Qué se pide.
Responde a estas preguntas según el texto sobre Black Mass:
(a) ¿Con qué cineastas se aceptan paralelismos en Black Mass?
(b) ¿Qué subdivisión de la mujer encara subrepticiamente el cine de mafiosos?
(c) ¿Qué rol ejerce fielmente la esposa de Bulger?

Ya habíamos sido testigos durante los años setenta de un cine sin concesiones o liturgias glamurosas, aceptemos en Black Mass paralelismos con cineastas modélicos como Scorsese o Coppola. Pero hasta ahí, y me parece curioso que lo pasemos por alto, los relatos gansteriles invitaban a una herencia, o una suerte de centralidad a favor de los lazos de lealtad o de amor fou.
En la tradición del género la mujer presenta una serie de rasgos congénitos atribuibles siempre a una descripción arcaizante de lo femenino en un nicho primariamente masculino.
De sobras es conocida la subdivisión de madres y putas que el cine de mafiosos encara subrepticiamente en sus relatos. En el proceso que arrastra al gánster al abismo la mujer representa un acicate, una clara motivación para el desequilibrio. Puede afirmarse que la femme fatale supone mucho más que una piedra angular a la hora de proyectar en el ideario masculino la pulsión sexual del objeto propio. El mafioso desea penetrar, literalmente, el cuerpo de una mujer para estimular con ellas intencionadamente sus instintos más patriarcales.
Curioso, como poco, el hecho de que en Black Mass la mujer cuente con una presencia relativa en el filme, pero sugiera una importancia tan vital en el subtexto. Tenemos a la esposa de Bulger ejerciendo fielmente su rol de madre cuidadora, pero cuando los derroteros de la historia matan al único hijo del matrimonio será esta, en una decisión importante, la que desaparezca del foco de la imagen. Comienza pues en un ignoto fuera de campo los posibles de una mujer que desestima la continuidad al lado de su marido, imponiéndose en un abandono directo a la dominación del género.

Extractos de datos.
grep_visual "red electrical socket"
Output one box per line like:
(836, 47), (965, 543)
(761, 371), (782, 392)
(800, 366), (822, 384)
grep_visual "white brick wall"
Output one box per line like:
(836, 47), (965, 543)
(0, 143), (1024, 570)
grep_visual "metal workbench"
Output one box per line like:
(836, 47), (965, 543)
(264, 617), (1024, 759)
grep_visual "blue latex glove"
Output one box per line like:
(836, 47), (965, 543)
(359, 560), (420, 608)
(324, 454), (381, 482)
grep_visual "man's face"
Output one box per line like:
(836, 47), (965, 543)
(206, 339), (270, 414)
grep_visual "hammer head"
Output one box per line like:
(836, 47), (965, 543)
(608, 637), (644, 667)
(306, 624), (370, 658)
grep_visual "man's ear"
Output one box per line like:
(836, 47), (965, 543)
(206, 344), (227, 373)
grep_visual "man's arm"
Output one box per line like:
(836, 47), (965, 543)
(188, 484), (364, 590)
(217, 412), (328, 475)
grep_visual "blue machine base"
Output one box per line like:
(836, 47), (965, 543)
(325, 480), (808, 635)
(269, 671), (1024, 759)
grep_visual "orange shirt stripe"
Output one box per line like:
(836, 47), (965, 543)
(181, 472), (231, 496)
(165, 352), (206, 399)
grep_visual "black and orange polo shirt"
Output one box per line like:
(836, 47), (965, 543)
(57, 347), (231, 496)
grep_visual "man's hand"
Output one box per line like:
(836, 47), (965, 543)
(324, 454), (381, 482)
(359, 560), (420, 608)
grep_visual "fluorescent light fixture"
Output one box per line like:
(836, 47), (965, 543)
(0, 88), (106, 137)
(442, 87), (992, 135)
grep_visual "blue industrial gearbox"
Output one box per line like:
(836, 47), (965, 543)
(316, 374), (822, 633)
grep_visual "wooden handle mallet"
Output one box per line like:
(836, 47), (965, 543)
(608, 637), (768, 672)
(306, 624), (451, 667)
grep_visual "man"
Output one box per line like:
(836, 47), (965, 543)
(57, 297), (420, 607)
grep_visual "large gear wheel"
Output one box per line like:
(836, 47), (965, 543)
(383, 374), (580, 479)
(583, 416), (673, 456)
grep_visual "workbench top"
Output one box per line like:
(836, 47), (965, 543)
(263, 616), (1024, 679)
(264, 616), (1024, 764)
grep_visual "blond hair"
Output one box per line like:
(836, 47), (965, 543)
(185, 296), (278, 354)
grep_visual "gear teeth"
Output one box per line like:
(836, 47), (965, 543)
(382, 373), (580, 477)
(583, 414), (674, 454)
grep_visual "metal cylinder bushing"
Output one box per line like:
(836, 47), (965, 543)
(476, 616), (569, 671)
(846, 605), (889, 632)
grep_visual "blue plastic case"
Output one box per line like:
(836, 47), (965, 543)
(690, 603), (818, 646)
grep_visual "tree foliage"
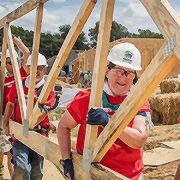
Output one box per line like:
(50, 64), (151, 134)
(0, 21), (163, 58)
(59, 24), (89, 50)
(132, 29), (163, 39)
(88, 21), (131, 47)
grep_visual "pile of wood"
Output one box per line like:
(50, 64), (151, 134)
(150, 78), (180, 124)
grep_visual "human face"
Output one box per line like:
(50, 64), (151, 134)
(28, 66), (46, 82)
(106, 66), (136, 96)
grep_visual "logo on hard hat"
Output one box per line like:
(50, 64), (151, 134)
(123, 51), (133, 64)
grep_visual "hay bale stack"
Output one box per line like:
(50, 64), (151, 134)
(149, 92), (180, 124)
(160, 78), (180, 94)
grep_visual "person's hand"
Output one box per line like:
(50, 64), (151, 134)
(3, 123), (10, 136)
(60, 159), (74, 180)
(87, 108), (109, 126)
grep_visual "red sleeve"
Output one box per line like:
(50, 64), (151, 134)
(19, 66), (28, 77)
(67, 89), (90, 124)
(7, 83), (17, 103)
(138, 101), (152, 113)
(44, 91), (55, 107)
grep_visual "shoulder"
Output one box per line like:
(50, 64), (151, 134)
(138, 101), (152, 113)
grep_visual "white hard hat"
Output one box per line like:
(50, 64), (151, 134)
(6, 49), (18, 58)
(26, 53), (48, 67)
(108, 43), (142, 71)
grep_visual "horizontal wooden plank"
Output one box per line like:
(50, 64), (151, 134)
(0, 0), (48, 29)
(10, 121), (128, 180)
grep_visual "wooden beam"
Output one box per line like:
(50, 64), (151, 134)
(30, 0), (96, 128)
(83, 0), (115, 170)
(26, 3), (44, 122)
(0, 0), (48, 29)
(140, 0), (180, 59)
(93, 44), (178, 162)
(9, 121), (128, 180)
(5, 24), (26, 121)
(0, 29), (7, 127)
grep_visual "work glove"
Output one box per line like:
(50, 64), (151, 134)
(87, 108), (109, 127)
(60, 159), (74, 180)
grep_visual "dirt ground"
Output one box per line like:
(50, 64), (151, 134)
(1, 123), (180, 180)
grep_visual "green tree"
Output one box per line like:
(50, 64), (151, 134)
(59, 24), (89, 50)
(132, 29), (163, 39)
(88, 21), (131, 47)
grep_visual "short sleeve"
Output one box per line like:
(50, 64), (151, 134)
(67, 89), (90, 124)
(7, 83), (17, 103)
(137, 101), (152, 114)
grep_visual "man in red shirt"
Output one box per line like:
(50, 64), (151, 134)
(3, 54), (55, 180)
(0, 37), (30, 177)
(57, 43), (151, 180)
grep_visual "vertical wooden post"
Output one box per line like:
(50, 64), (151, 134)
(83, 0), (115, 170)
(5, 24), (26, 122)
(0, 29), (7, 128)
(23, 3), (44, 135)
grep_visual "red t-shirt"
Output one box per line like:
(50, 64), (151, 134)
(3, 66), (28, 114)
(68, 90), (151, 180)
(8, 79), (55, 134)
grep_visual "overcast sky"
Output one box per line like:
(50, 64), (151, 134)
(0, 0), (180, 33)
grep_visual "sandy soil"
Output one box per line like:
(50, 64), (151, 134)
(1, 123), (180, 180)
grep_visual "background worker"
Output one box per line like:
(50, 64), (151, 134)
(57, 43), (151, 180)
(0, 37), (30, 177)
(3, 54), (55, 180)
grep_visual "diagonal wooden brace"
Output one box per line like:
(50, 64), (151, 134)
(29, 0), (96, 129)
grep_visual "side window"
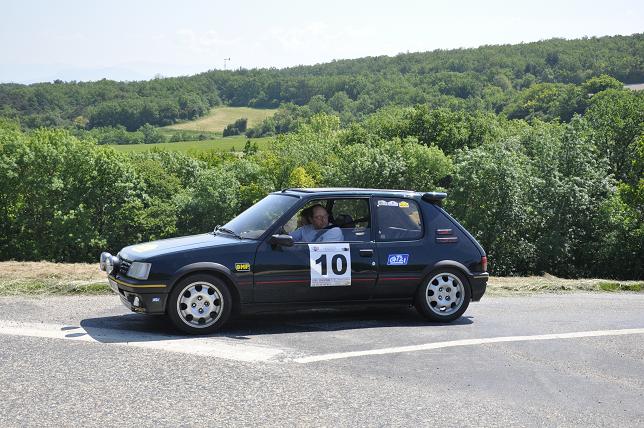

Tu solución.
(a) Con Scorsese y Coppola.
(b) La subdivisión de madres y putas.
(c) El rol de madre cuidadora.